**Provided material**:
————————

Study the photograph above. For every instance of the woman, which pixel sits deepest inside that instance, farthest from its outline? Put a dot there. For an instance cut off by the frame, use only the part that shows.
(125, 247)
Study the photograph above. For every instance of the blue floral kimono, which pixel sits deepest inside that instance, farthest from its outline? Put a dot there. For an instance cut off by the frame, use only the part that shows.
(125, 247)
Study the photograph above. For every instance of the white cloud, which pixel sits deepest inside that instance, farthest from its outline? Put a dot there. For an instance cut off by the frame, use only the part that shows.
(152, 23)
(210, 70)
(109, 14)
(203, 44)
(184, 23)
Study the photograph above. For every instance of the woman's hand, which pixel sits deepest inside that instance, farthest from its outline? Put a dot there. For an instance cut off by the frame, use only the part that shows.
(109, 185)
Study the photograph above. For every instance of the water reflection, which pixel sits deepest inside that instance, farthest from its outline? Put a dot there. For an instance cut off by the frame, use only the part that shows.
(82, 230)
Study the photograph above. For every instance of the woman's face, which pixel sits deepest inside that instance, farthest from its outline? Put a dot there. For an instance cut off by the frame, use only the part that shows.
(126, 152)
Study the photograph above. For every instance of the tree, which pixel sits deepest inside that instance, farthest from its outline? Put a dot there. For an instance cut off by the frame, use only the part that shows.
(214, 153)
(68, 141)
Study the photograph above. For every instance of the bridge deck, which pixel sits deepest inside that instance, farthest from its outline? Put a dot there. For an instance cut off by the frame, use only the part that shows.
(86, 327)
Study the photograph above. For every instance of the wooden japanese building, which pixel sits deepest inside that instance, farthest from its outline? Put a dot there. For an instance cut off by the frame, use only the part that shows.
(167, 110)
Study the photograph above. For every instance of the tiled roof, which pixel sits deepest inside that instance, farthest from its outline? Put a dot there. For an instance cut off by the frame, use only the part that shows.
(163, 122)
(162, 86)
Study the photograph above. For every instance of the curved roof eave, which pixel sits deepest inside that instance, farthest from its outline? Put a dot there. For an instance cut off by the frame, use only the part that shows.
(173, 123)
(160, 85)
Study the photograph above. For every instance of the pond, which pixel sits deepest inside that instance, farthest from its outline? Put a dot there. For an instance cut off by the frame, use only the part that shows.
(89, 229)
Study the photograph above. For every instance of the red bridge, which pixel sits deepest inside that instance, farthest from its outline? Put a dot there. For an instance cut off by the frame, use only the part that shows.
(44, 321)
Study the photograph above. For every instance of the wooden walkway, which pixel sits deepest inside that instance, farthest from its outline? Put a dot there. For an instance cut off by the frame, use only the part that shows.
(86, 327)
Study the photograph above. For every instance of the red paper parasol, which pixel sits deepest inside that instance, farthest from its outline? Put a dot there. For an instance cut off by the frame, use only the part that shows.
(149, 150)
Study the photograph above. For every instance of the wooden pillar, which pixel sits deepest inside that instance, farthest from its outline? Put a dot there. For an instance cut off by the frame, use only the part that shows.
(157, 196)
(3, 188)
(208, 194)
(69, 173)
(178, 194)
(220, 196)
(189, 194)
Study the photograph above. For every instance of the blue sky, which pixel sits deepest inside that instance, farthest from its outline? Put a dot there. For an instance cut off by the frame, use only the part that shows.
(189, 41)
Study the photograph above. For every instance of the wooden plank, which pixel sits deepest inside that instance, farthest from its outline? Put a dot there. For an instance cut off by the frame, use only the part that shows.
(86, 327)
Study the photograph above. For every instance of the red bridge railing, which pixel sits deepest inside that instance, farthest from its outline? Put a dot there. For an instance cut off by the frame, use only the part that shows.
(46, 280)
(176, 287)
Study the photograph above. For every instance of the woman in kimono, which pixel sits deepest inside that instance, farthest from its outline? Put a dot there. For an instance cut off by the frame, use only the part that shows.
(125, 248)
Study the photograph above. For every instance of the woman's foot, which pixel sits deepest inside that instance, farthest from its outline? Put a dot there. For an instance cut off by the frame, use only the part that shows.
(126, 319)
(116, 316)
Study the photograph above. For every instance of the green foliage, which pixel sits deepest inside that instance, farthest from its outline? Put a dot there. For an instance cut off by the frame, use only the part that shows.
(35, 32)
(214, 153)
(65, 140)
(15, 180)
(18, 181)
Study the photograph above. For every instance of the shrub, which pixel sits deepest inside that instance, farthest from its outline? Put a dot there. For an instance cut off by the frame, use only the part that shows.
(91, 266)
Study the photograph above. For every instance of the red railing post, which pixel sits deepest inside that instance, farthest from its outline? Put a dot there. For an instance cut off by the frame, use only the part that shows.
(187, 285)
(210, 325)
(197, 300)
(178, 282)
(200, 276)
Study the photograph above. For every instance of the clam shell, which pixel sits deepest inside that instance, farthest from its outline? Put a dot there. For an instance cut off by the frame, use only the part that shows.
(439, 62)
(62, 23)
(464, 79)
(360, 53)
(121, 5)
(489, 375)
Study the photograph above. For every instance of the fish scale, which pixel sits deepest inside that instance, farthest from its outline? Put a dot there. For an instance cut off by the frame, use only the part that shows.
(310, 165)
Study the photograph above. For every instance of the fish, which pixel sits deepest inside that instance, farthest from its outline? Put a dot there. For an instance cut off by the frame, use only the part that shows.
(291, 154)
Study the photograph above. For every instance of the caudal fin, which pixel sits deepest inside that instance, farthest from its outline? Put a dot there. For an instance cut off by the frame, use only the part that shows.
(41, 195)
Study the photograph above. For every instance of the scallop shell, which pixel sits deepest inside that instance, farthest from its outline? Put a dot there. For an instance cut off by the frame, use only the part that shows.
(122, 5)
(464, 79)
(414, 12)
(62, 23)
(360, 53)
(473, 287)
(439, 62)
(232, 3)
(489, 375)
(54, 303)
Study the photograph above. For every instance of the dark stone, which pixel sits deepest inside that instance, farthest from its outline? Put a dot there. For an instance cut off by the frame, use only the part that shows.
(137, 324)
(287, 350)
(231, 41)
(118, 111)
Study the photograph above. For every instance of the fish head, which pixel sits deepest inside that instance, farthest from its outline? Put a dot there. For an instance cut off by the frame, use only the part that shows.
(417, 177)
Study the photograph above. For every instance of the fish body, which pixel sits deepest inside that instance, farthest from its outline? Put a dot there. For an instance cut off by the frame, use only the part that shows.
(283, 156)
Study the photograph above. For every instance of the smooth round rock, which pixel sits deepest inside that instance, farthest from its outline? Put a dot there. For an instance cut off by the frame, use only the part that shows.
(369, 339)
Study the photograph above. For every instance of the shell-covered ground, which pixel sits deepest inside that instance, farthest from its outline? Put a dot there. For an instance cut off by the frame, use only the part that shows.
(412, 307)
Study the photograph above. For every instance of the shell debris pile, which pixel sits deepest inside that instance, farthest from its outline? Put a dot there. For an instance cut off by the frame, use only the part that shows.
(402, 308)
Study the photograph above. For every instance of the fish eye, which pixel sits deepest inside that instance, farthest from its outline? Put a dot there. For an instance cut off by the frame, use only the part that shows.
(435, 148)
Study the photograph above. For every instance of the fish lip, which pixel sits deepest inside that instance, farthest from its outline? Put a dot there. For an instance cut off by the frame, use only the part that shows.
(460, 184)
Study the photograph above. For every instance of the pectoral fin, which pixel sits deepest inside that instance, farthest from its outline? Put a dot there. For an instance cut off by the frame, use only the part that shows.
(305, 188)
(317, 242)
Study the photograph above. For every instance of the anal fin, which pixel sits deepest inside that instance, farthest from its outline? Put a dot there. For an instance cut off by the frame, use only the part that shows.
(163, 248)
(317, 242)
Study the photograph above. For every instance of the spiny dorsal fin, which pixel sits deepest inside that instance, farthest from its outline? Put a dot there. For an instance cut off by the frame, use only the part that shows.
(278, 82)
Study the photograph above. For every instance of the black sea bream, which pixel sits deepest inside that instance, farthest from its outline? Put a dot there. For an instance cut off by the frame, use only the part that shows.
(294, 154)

————————

**What is required**:
Please present every one of the items above as a numbered list, one line per number, and leave out any blank lines.

**Written solution**:
1. Study the photograph above. For every instance of the woman, which pixel sits deepest inside that instance, farthest from its outline? Put a dot there. For an instance cut off by the frame, use only the part that shows.
2. (125, 247)
3. Study the photograph above. For every instance of the blue floral kimono, which pixel sits deepest inside that instance, farthest from its outline? Put a dot there. For an instance cut off by the frame, use only the part that shows.
4. (125, 247)
5. Study the photograph above. For every instance of the white cloud, which pixel sits deepest inside that instance, farthest from its outline? Put a dot there. For an instance cut off by the frame, use only the part that shows.
6. (152, 23)
7. (210, 70)
8. (109, 14)
9. (203, 44)
10. (184, 23)
11. Study the photograph above. For every instance of the woman's hand, which pixel sits deepest inside that instance, farthest from its outline? Put a dot there. For an instance cut off by the frame, use only the part that shows.
12. (109, 185)
13. Study the photograph above. For every instance of the water reflection, which pixel sits deepest inside that instance, farthest from its outline? Put a dot there. For an instance cut off by the frame, use only the part that shows.
14. (82, 230)
15. Study the photograph above. For every instance of the woman's face, which pixel sits deepest inside that instance, farthest from its outline? Put a dot there. For an instance cut off by the frame, use only the part that shows.
16. (126, 152)
17. Study the photograph above. For every instance of the tree, which pixel sits deepest inside that instance, farthest from its outline? Put a dot there. For an instance cut off by the frame, use only the part that shows.
18. (214, 153)
19. (68, 141)
20. Study the photograph above. For every instance of the bridge deck, which pixel sits deepest inside that instance, farthest from its outline? Put a dot there. For an instance cut off by the frame, use only the part that shows.
21. (86, 327)
22. Study the photograph above. For every instance of the wooden japanese building, which pixel sits deepest inside that instance, farthest from its outline? Put a dot there. For an instance cut off by the frame, use only the part that shows.
23. (167, 110)
24. Study the photograph above. For every instance of the tiled roof, which pixel sits deepest inside that instance, farthest from its outline? Put a dot there. For an instance cut off by the frame, use only the part that shows.
25. (163, 122)
26. (162, 86)
27. Study the photograph above. For every instance of the curved roof eave, which pixel sits deepest inside that instance, farthest from its outline? Put a dot there. For an instance cut off by the frame, use only the part that shows.
28. (173, 123)
29. (160, 85)
30. Study the photograph above. For every instance of the pond, which pixel sits deepest inside that instance, farthest from its outline? Put a dot there. For an instance cut off by the frame, use only the part that shows.
31. (89, 229)
32. Study the photograph above. For every instance of the red bridge, which pixel sits deepest inside that instance, farthest from its outline? Put a dot there. For an instance cut off by the frame, use only the part that shows.
33. (44, 321)
34. Study the photograph above. For every instance of the wooden walkway, which pixel sits deepest inside that instance, farthest from its outline? Put a dot there. For an instance cut off by the frame, use only the part that shows.
35. (86, 327)
36. Study the photograph above. For every instance of the red paper parasol, which pixel sits deepest inside that instance, farthest from its outline? Put a dot there. For an instance cut off by the frame, use only the part that shows.
37. (149, 150)
38. Study the photograph above. For every instance of the wooden pillar, which pixel sits deepest inside that instance, farthest from its outline? Put a dot there. For an instance cut off by the frame, use only the part that shows.
39. (157, 196)
40. (3, 188)
41. (208, 194)
42. (69, 173)
43. (178, 194)
44. (220, 196)
45. (189, 194)
46. Study the photograph above. For every instance of the blue sky, which pixel sits deepest inside that instance, farthest from its outline? Put a dot there. For an instance cut off by the frame, use only the part that shows.
47. (189, 41)
48. Study the photograph above. For every instance of the wooden plank, which pixel sits deepest inside that instance, farthest from its outline? Put a dot there. For an instance cut off by the frame, use only the part that shows.
49. (86, 327)
50. Study the photograph above. For every instance of the red bridge railing, which pixel sits deepest inside that instance, farthest from its outline? Put a dot there. For an instance cut off by the frame, use only the part that shows.
51. (46, 280)
52. (176, 287)
53. Study the photograph above. For every instance of the woman in kimono, which pixel sits deepest inside that instance, farthest from its outline? Put a dot there. For an instance cut off by the frame, use only the part that shows.
54. (125, 248)
55. Study the photograph above. For every instance of the woman's foot, which pixel sits deepest inside that instance, farthest from its outline? Put a dot there. For an instance cut off by the frame, use only the part that shows.
56. (126, 319)
57. (116, 316)
58. Study the photograph above. For every instance of the green foliage, which pixel sits deepest inside that instance, farthest from its outline? Put a dot there. For an instance cut off by the frame, use only the part that shows.
59. (35, 32)
60. (214, 153)
61. (65, 140)
62. (15, 180)
63. (18, 181)
64. Study the photograph above. For every instance of the shrub, which pixel sits deepest inside that instance, farthest from its outline? Put a dot there. For an instance cut off by the frame, use only the part that shows.
65. (91, 266)
66. Study the photograph above. For every instance of the red railing post, which pixel sits deepest inside that instance, farthest from its outline? Put a dot there. For an instance cut off by the frame, use only the part that shows.
67. (187, 285)
68. (210, 325)
69. (197, 300)
70. (178, 282)
71. (200, 276)
72. Study the photograph above. For every instance of the clam shell, which pixel sits deepest inside that instance, farthest from its outline? Put a dot there. For an instance cut off by the frame, use only the part that shows.
73. (439, 62)
74. (62, 23)
75. (464, 79)
76. (360, 53)
77. (121, 5)
78. (489, 375)
79. Study the photograph above. For every instance of the fish scale, which pixel sits deepest inside that instance, farthest from its outline? Put a dot there. For an instance cut off by the frame, use only the part that shows.
80. (310, 165)
81. Study the photograph above. For every instance of the fish, which pixel sits deepest inside that instance, farthest from its outline? Put a dot there. For an instance cut off by the frame, use only the part that shows.
82. (291, 154)
83. Study the photograph above. For every instance of the caudal fin, which pixel sits deepest inside that instance, farthest from its outline? Put a dot there. For an instance cut off by the frame, use only the part that shows.
84. (41, 195)
85. Study the photograph above. For every instance of the scallop shell, which pixel sits deepest inside that instance, farthest from its outline? Put a dot there. For an instance cut off by the frame, use only the part that shows.
86. (122, 5)
87. (464, 79)
88. (414, 12)
89. (62, 23)
90. (360, 53)
91. (473, 287)
92. (439, 62)
93. (232, 3)
94. (489, 375)
95. (54, 303)
96. Study the photograph above. For every instance of the dark stone, which pixel sits deepest inside that instance, farthest from its outline? Put a dot there. For an instance cut off by the frame, use only the part that shows.
97. (137, 324)
98. (287, 350)
99. (231, 41)
100. (118, 111)
101. Study the photograph above. For every instance of the fish head, which pixel sits deepest inside that instance, farthest from its outline? Put a dot there. For an instance cut off by the frame, use only the part that shows.
102. (417, 177)
103. Study the photograph above. For every instance of the fish body, which pixel sits deepest inside that instance, farthest from its outline? Put a dot there. For an instance cut off by the frame, use only the part that shows.
104. (283, 156)
105. Study the photograph above. For every instance of the smooth round rock, which pixel sits deepest inside that instance, farthest from its outline? Put a dot there. For an instance cut off by the frame, use only the part that shows.
106. (369, 339)
107. Study the photograph above. For every instance of the shell-covered ground, which pixel sits deepest inside that instance, farthest from its outline? Put a dot there. For an instance cut off by the frame, use only the part that shows.
108. (412, 307)
109. Study the photograph above. For every instance of the shell debris pile, which pixel sits deepest inside that instance, farthest from its outline? Put a dot there. For an instance cut off by the frame, use only the part that shows.
110. (402, 308)
111. Study the photograph above. For every instance of the fish eye, which pixel sits deepest inside that instance, farthest from its outline? Put a dot there. For an instance cut off by the frame, use only the part that shows.
112. (435, 148)
113. Study the photograph above. For every instance of the fish lip, which pixel sits deepest inside that instance, farthest from its outline? Put a dot there. For an instance cut off by the frame, use only the part that shows.
114. (460, 184)
115. Study the photograph above. For every instance of the pectoral fin, which pixel sits deepest inside that instance, farthest from its outline? Put a dot there. For an instance cut off by the frame, use only the part that shows.
116. (305, 188)
117. (317, 242)
118. Study the photograph above. For every instance of the anal fin, which pixel sits deepest inside that instance, farthest from its outline? Put a dot there. For an instance cut off by the frame, use only the part that shows.
119. (163, 248)
120. (317, 242)
121. Study the photograph above. For every instance of the spiny dorsal fin, which pixel sits deepest inside that instance, farthest from its outline? Put a dot there. For an instance cut off by the frame, use only the part that shows.
122. (278, 82)
123. Study the photograph above. For every instance of the black sea bream, which pixel sits deepest inside that instance, farthest from its outline? Put a dot there. For an instance cut off by the frame, use only the part that shows.
124. (294, 154)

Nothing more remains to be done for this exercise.